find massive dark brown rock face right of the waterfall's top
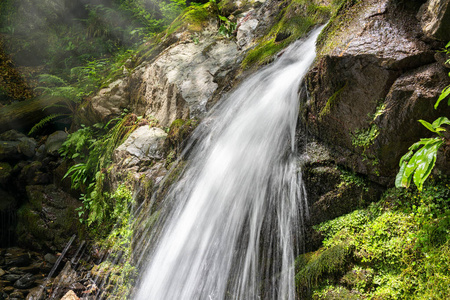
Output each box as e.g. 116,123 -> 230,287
301,0 -> 449,184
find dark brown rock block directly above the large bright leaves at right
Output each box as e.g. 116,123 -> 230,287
370,63 -> 450,174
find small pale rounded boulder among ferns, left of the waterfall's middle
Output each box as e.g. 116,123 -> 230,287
114,126 -> 167,168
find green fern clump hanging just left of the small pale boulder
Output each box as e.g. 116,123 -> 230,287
60,114 -> 140,231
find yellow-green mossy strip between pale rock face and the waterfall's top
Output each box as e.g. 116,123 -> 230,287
242,0 -> 341,69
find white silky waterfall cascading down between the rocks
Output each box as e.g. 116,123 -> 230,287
135,29 -> 319,300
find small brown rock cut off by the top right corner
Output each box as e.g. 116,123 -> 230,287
417,0 -> 450,42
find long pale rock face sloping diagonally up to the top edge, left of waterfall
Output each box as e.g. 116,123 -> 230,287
76,0 -> 292,126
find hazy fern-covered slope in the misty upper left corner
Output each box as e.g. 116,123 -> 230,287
0,0 -> 208,107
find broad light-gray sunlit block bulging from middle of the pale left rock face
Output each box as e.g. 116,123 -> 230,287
130,37 -> 238,126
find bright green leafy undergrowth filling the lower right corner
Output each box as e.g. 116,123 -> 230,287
296,177 -> 450,299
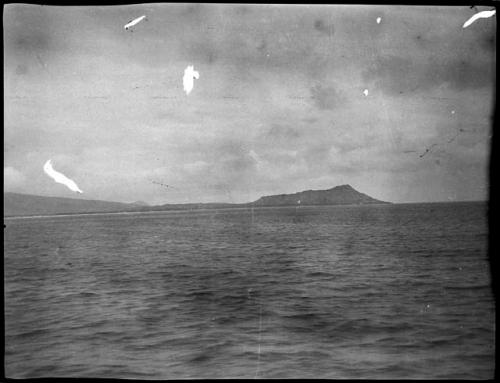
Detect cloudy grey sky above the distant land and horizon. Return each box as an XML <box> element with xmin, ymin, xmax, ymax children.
<box><xmin>4</xmin><ymin>4</ymin><xmax>496</xmax><ymax>204</ymax></box>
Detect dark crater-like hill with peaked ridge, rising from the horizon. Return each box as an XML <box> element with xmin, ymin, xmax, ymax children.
<box><xmin>253</xmin><ymin>185</ymin><xmax>389</xmax><ymax>206</ymax></box>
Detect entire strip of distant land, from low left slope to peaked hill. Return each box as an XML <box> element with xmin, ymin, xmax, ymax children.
<box><xmin>4</xmin><ymin>185</ymin><xmax>390</xmax><ymax>217</ymax></box>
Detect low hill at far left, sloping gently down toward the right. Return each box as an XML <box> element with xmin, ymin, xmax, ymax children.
<box><xmin>3</xmin><ymin>193</ymin><xmax>138</xmax><ymax>217</ymax></box>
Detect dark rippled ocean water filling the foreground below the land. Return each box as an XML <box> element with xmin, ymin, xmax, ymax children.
<box><xmin>4</xmin><ymin>203</ymin><xmax>495</xmax><ymax>379</ymax></box>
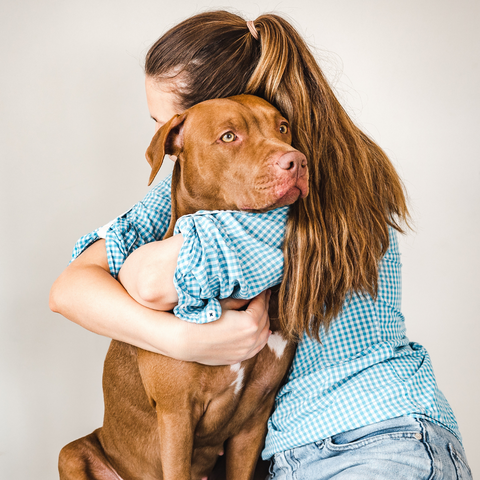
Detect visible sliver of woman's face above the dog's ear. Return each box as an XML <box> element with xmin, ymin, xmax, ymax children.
<box><xmin>145</xmin><ymin>75</ymin><xmax>182</xmax><ymax>132</ymax></box>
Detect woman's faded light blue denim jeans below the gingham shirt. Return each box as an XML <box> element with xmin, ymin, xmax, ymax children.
<box><xmin>267</xmin><ymin>417</ymin><xmax>472</xmax><ymax>480</ymax></box>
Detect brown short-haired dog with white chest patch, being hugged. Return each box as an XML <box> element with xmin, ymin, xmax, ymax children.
<box><xmin>59</xmin><ymin>95</ymin><xmax>308</xmax><ymax>480</ymax></box>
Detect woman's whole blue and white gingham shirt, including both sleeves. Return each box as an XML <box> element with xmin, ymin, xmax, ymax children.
<box><xmin>73</xmin><ymin>177</ymin><xmax>460</xmax><ymax>459</ymax></box>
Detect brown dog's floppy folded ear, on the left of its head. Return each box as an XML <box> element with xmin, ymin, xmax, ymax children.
<box><xmin>145</xmin><ymin>113</ymin><xmax>187</xmax><ymax>185</ymax></box>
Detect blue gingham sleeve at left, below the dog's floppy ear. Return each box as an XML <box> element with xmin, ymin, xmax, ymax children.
<box><xmin>72</xmin><ymin>175</ymin><xmax>172</xmax><ymax>278</ymax></box>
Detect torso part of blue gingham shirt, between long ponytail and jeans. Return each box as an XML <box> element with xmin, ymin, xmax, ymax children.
<box><xmin>262</xmin><ymin>229</ymin><xmax>460</xmax><ymax>459</ymax></box>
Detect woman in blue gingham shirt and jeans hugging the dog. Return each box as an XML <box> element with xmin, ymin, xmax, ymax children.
<box><xmin>51</xmin><ymin>12</ymin><xmax>471</xmax><ymax>479</ymax></box>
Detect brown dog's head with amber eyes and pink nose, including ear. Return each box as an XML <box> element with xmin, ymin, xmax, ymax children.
<box><xmin>146</xmin><ymin>95</ymin><xmax>308</xmax><ymax>211</ymax></box>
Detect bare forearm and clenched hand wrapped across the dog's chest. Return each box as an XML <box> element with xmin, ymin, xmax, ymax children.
<box><xmin>50</xmin><ymin>240</ymin><xmax>269</xmax><ymax>365</ymax></box>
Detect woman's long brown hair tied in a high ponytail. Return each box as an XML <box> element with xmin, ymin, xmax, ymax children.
<box><xmin>145</xmin><ymin>11</ymin><xmax>408</xmax><ymax>340</ymax></box>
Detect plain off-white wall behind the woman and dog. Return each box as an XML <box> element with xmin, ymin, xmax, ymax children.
<box><xmin>0</xmin><ymin>0</ymin><xmax>480</xmax><ymax>480</ymax></box>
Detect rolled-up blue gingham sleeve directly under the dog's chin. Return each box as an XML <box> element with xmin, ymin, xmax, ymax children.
<box><xmin>173</xmin><ymin>207</ymin><xmax>288</xmax><ymax>323</ymax></box>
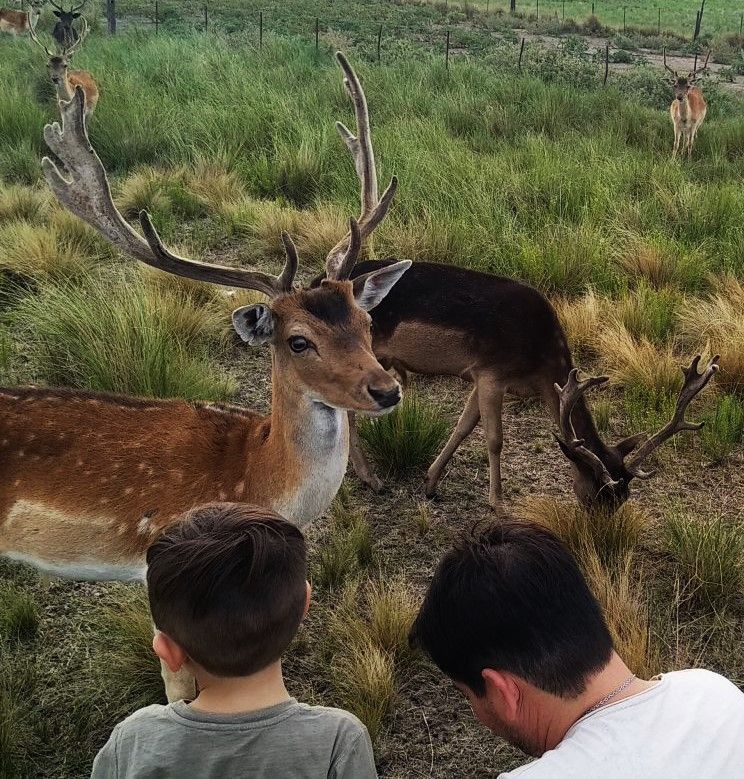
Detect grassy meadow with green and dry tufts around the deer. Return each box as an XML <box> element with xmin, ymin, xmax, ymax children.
<box><xmin>0</xmin><ymin>0</ymin><xmax>744</xmax><ymax>779</ymax></box>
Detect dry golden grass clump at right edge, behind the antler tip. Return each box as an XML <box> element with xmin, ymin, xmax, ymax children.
<box><xmin>680</xmin><ymin>274</ymin><xmax>744</xmax><ymax>393</ymax></box>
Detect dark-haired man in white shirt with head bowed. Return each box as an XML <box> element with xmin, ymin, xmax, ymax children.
<box><xmin>411</xmin><ymin>520</ymin><xmax>744</xmax><ymax>779</ymax></box>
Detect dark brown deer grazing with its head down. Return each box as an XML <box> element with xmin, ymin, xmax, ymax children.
<box><xmin>334</xmin><ymin>260</ymin><xmax>718</xmax><ymax>510</ymax></box>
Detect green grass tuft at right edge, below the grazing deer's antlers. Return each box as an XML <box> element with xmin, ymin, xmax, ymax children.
<box><xmin>665</xmin><ymin>507</ymin><xmax>744</xmax><ymax>609</ymax></box>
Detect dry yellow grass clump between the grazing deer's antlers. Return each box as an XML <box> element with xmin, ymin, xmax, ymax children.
<box><xmin>598</xmin><ymin>323</ymin><xmax>682</xmax><ymax>394</ymax></box>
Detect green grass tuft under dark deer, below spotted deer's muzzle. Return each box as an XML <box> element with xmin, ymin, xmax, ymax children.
<box><xmin>357</xmin><ymin>390</ymin><xmax>449</xmax><ymax>474</ymax></box>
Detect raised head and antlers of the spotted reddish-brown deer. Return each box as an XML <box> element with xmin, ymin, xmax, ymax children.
<box><xmin>42</xmin><ymin>55</ymin><xmax>411</xmax><ymax>414</ymax></box>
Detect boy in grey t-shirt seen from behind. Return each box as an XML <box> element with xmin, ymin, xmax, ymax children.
<box><xmin>92</xmin><ymin>503</ymin><xmax>377</xmax><ymax>779</ymax></box>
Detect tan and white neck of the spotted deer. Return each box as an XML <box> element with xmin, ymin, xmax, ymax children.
<box><xmin>266</xmin><ymin>358</ymin><xmax>349</xmax><ymax>525</ymax></box>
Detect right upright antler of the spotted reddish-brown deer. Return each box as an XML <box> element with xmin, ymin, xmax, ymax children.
<box><xmin>326</xmin><ymin>52</ymin><xmax>398</xmax><ymax>279</ymax></box>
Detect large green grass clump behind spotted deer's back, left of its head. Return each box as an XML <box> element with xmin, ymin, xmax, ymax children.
<box><xmin>13</xmin><ymin>273</ymin><xmax>234</xmax><ymax>400</ymax></box>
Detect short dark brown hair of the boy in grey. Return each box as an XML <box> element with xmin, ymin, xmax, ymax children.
<box><xmin>147</xmin><ymin>503</ymin><xmax>307</xmax><ymax>676</ymax></box>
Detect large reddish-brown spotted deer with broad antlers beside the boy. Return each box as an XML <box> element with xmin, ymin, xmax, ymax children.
<box><xmin>0</xmin><ymin>54</ymin><xmax>411</xmax><ymax>698</ymax></box>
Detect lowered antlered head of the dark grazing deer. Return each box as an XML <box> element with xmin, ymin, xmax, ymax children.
<box><xmin>555</xmin><ymin>355</ymin><xmax>719</xmax><ymax>512</ymax></box>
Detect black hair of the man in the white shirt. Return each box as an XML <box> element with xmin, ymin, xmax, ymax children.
<box><xmin>410</xmin><ymin>520</ymin><xmax>612</xmax><ymax>698</ymax></box>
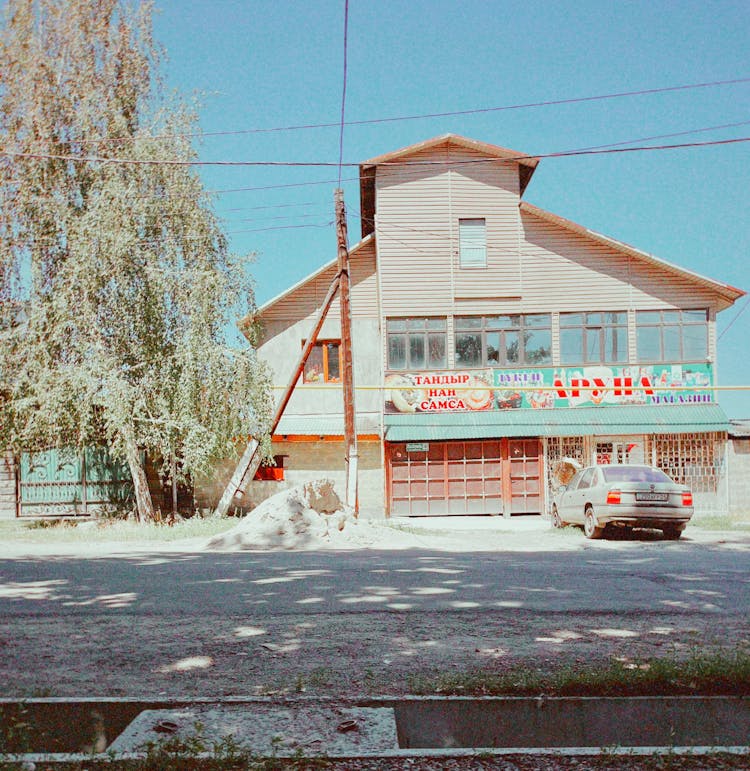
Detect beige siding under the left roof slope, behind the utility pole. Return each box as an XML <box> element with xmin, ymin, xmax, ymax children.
<box><xmin>263</xmin><ymin>242</ymin><xmax>378</xmax><ymax>321</ymax></box>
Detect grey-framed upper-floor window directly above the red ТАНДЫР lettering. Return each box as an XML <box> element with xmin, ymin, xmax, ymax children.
<box><xmin>386</xmin><ymin>317</ymin><xmax>448</xmax><ymax>370</ymax></box>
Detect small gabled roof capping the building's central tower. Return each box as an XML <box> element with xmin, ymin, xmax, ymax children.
<box><xmin>359</xmin><ymin>134</ymin><xmax>539</xmax><ymax>237</ymax></box>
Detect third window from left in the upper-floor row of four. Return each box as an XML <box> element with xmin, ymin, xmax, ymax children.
<box><xmin>560</xmin><ymin>311</ymin><xmax>628</xmax><ymax>364</ymax></box>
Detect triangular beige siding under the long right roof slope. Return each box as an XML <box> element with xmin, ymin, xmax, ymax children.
<box><xmin>521</xmin><ymin>212</ymin><xmax>716</xmax><ymax>311</ymax></box>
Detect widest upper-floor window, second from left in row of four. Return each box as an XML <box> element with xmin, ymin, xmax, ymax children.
<box><xmin>455</xmin><ymin>313</ymin><xmax>552</xmax><ymax>369</ymax></box>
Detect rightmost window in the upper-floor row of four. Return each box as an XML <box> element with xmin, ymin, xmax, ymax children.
<box><xmin>635</xmin><ymin>309</ymin><xmax>708</xmax><ymax>362</ymax></box>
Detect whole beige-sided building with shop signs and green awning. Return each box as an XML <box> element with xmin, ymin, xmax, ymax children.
<box><xmin>245</xmin><ymin>134</ymin><xmax>744</xmax><ymax>516</ymax></box>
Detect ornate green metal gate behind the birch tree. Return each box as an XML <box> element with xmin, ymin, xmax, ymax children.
<box><xmin>19</xmin><ymin>447</ymin><xmax>133</xmax><ymax>517</ymax></box>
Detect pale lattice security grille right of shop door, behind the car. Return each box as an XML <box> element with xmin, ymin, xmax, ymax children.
<box><xmin>647</xmin><ymin>432</ymin><xmax>727</xmax><ymax>493</ymax></box>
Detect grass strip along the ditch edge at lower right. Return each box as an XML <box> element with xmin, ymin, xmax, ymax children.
<box><xmin>409</xmin><ymin>650</ymin><xmax>750</xmax><ymax>696</ymax></box>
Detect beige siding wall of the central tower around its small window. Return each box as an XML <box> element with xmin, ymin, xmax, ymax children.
<box><xmin>375</xmin><ymin>145</ymin><xmax>520</xmax><ymax>316</ymax></box>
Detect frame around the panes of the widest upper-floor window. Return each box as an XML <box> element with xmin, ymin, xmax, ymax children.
<box><xmin>453</xmin><ymin>312</ymin><xmax>553</xmax><ymax>369</ymax></box>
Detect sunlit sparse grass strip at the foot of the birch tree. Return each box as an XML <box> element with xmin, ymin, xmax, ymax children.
<box><xmin>0</xmin><ymin>517</ymin><xmax>239</xmax><ymax>545</ymax></box>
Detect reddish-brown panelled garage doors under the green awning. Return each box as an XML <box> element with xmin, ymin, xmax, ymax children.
<box><xmin>386</xmin><ymin>438</ymin><xmax>543</xmax><ymax>517</ymax></box>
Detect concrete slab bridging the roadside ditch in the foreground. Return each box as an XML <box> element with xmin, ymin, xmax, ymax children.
<box><xmin>108</xmin><ymin>704</ymin><xmax>398</xmax><ymax>757</ymax></box>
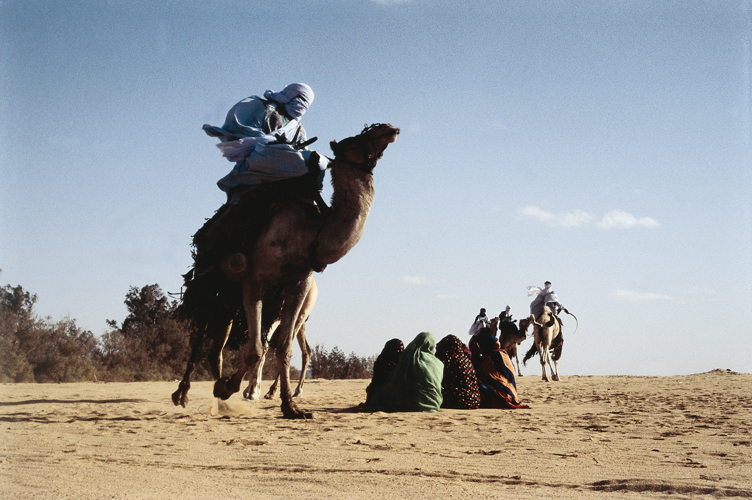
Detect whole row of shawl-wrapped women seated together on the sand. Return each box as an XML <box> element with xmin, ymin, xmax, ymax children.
<box><xmin>364</xmin><ymin>328</ymin><xmax>529</xmax><ymax>412</ymax></box>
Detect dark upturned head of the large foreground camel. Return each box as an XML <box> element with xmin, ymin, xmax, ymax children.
<box><xmin>329</xmin><ymin>123</ymin><xmax>400</xmax><ymax>173</ymax></box>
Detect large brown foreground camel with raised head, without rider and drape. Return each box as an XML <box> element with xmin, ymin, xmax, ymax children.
<box><xmin>213</xmin><ymin>124</ymin><xmax>399</xmax><ymax>418</ymax></box>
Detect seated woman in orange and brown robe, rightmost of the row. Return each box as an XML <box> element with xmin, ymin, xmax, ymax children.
<box><xmin>470</xmin><ymin>328</ymin><xmax>530</xmax><ymax>409</ymax></box>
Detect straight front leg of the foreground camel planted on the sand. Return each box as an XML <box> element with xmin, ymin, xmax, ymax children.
<box><xmin>276</xmin><ymin>275</ymin><xmax>313</xmax><ymax>418</ymax></box>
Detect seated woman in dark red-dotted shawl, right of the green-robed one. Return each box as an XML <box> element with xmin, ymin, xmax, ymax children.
<box><xmin>436</xmin><ymin>335</ymin><xmax>480</xmax><ymax>410</ymax></box>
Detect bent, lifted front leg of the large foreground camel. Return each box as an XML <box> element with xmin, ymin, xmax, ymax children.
<box><xmin>214</xmin><ymin>278</ymin><xmax>264</xmax><ymax>400</ymax></box>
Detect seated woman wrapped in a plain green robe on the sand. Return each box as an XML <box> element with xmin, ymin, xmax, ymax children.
<box><xmin>367</xmin><ymin>332</ymin><xmax>444</xmax><ymax>412</ymax></box>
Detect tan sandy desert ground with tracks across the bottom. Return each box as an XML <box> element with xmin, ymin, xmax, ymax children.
<box><xmin>0</xmin><ymin>367</ymin><xmax>752</xmax><ymax>500</ymax></box>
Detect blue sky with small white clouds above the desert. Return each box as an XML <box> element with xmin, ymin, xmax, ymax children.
<box><xmin>0</xmin><ymin>0</ymin><xmax>752</xmax><ymax>376</ymax></box>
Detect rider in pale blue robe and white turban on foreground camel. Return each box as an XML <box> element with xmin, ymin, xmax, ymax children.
<box><xmin>203</xmin><ymin>83</ymin><xmax>329</xmax><ymax>205</ymax></box>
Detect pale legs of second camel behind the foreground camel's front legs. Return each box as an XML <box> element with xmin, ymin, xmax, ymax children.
<box><xmin>243</xmin><ymin>280</ymin><xmax>319</xmax><ymax>401</ymax></box>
----------
• _What needs to be done_
Where a line above holds the string "bright", show that line.

• _Reply to the task_
find dark brown rock block directly above the large bright leaves at right
find bright green leafy undergrowth filling the lower right corner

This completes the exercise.